§ **Items from a data source**
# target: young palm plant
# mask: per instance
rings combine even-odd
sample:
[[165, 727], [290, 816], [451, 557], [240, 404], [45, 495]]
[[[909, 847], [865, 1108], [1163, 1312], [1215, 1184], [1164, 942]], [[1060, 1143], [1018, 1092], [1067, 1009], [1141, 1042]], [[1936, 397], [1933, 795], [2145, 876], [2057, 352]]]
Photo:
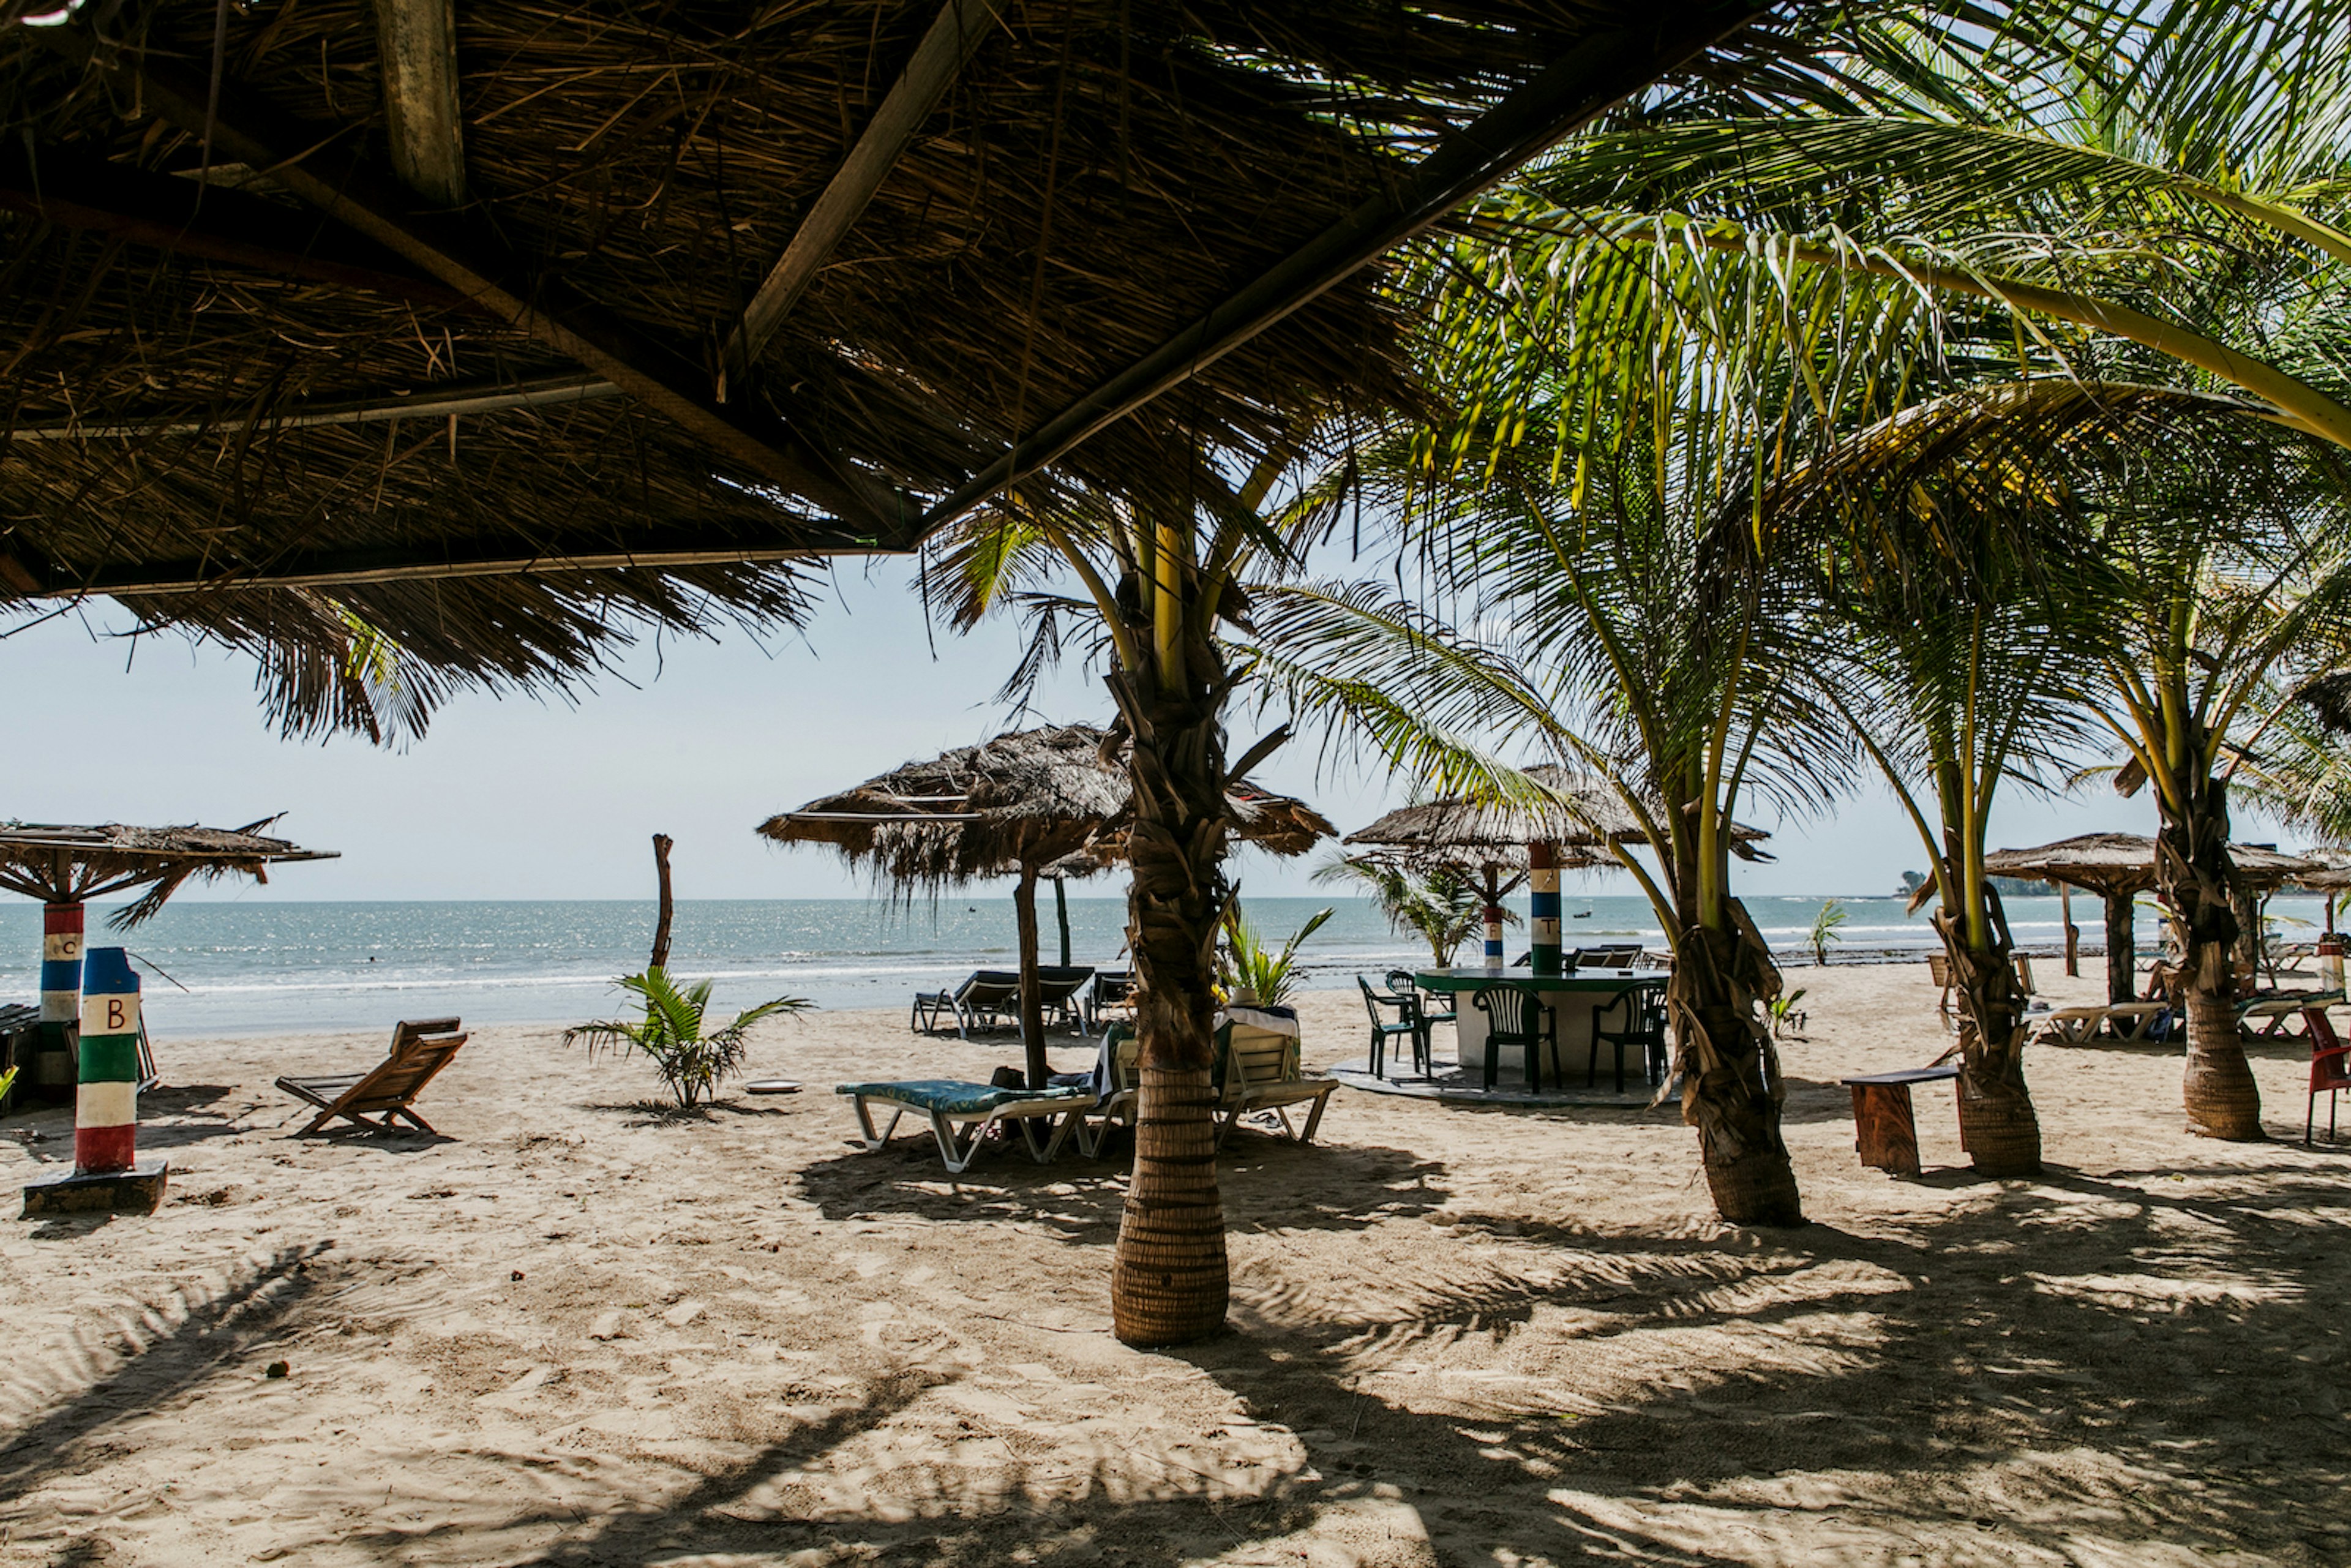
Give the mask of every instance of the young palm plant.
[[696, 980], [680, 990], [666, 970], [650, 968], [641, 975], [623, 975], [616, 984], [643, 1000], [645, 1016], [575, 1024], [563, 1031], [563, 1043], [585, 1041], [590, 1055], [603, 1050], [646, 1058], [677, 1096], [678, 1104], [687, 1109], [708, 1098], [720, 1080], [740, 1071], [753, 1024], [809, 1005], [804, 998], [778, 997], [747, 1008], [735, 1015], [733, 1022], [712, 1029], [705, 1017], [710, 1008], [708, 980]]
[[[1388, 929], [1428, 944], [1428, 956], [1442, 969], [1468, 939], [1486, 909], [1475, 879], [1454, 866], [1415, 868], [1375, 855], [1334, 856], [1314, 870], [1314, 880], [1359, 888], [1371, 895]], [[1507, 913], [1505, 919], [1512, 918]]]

§ **Problem to work on**
Nothing but the lines from the one with "# mask: per instance" through the end of the entries above, both included, should be set down, exactly and without pictures.

§ **Reply to the exercise**
# mask: per instance
rings combine even-odd
sample:
[[165, 727], [290, 816], [451, 557], [240, 404], [45, 495]]
[[[909, 847], [865, 1108], [1163, 1312], [1215, 1184], [1164, 942]], [[1060, 1143], [1018, 1092], [1067, 1009], [1141, 1042]], [[1936, 397], [1933, 795], [2145, 876], [2057, 352]]]
Photo:
Give the mask of every instance of the young palm plant.
[[696, 980], [680, 990], [666, 970], [650, 968], [641, 975], [623, 975], [616, 984], [643, 1000], [645, 1016], [575, 1024], [563, 1031], [563, 1043], [585, 1041], [590, 1055], [603, 1050], [646, 1058], [677, 1096], [678, 1104], [687, 1109], [708, 1098], [720, 1080], [740, 1071], [753, 1024], [809, 1005], [804, 998], [778, 997], [747, 1008], [735, 1015], [733, 1022], [712, 1029], [705, 1017], [710, 1008], [708, 980]]
[[[1388, 929], [1428, 944], [1428, 956], [1442, 969], [1468, 939], [1486, 909], [1475, 879], [1454, 866], [1415, 868], [1375, 855], [1334, 856], [1314, 870], [1314, 880], [1359, 888], [1371, 895]], [[1507, 913], [1505, 919], [1512, 918]]]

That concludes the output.